▼▼▼

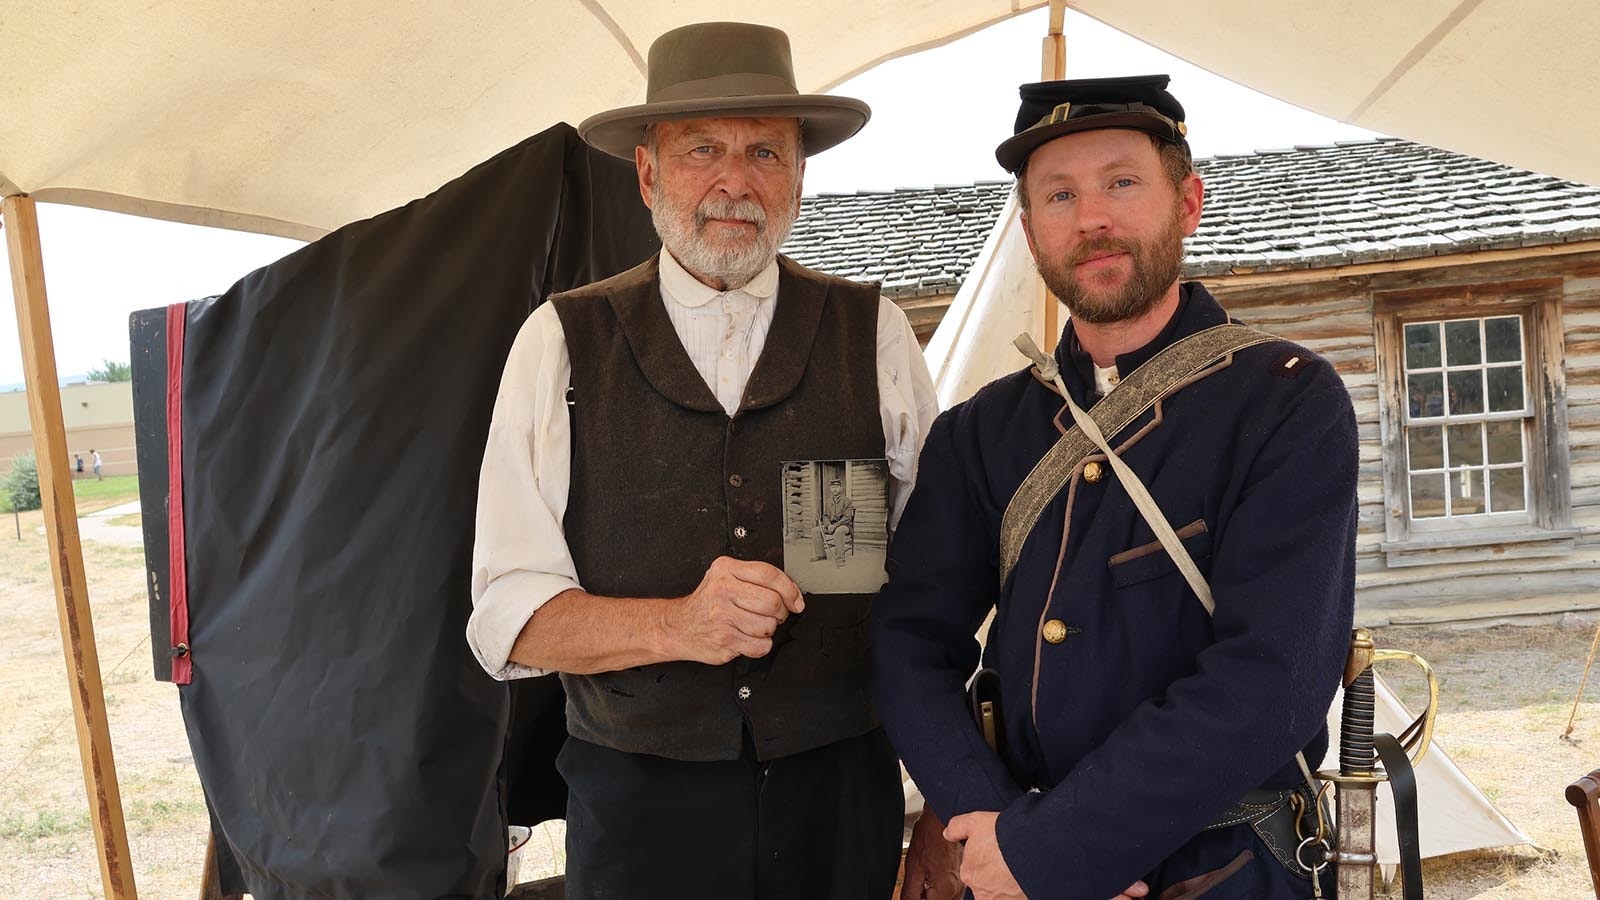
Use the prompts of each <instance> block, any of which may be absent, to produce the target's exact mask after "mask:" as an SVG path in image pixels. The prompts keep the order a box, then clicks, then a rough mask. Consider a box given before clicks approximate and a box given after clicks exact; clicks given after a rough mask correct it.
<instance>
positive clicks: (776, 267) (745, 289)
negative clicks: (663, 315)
mask: <svg viewBox="0 0 1600 900" xmlns="http://www.w3.org/2000/svg"><path fill="white" fill-rule="evenodd" d="M661 293H664V295H666V296H667V299H670V301H674V303H677V304H680V306H688V307H701V306H706V304H707V303H710V301H712V299H714V298H718V296H722V295H725V293H726V295H741V293H742V295H746V296H749V298H752V299H757V301H762V299H768V298H771V296H773V295H776V293H778V259H773V261H771V263H768V264H766V267H765V269H762V272H760V274H758V275H755V277H754V279H750V283H747V285H744V287H742V288H736V290H730V291H720V290H717V288H714V287H710V285H707V283H704V282H701V280H699V279H696V277H694V275H691V274H690V271H688V269H685V267H683V264H682V263H678V261H677V258H674V256H672V251H669V250H667V248H666V247H662V248H661Z"/></svg>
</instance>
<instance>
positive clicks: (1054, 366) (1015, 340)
mask: <svg viewBox="0 0 1600 900" xmlns="http://www.w3.org/2000/svg"><path fill="white" fill-rule="evenodd" d="M1011 346H1014V348H1016V349H1019V351H1022V356H1026V357H1027V359H1030V360H1034V365H1037V367H1038V373H1040V375H1043V376H1045V380H1046V381H1054V380H1056V375H1061V367H1059V365H1056V357H1053V356H1050V354H1046V352H1045V351H1042V349H1038V344H1035V343H1034V336H1032V335H1029V333H1027V331H1022V333H1021V335H1018V336H1016V340H1014V341H1011Z"/></svg>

▲▲▲

Job :: Copy the lines of the listing above without any changes, from the line that contains "</instance>" through the last line of the listing.

Exercise result ::
</instance>
<instance>
positive clicks: (1054, 366) (1015, 340)
mask: <svg viewBox="0 0 1600 900" xmlns="http://www.w3.org/2000/svg"><path fill="white" fill-rule="evenodd" d="M1011 346H1014V348H1016V349H1019V351H1022V356H1026V357H1027V359H1030V360H1034V365H1037V367H1038V373H1040V375H1043V376H1045V380H1046V381H1054V380H1056V375H1061V367H1059V365H1056V357H1053V356H1050V354H1046V352H1045V351H1042V349H1038V344H1035V343H1034V336H1032V335H1029V333H1027V331H1022V333H1021V335H1018V336H1016V340H1014V341H1011Z"/></svg>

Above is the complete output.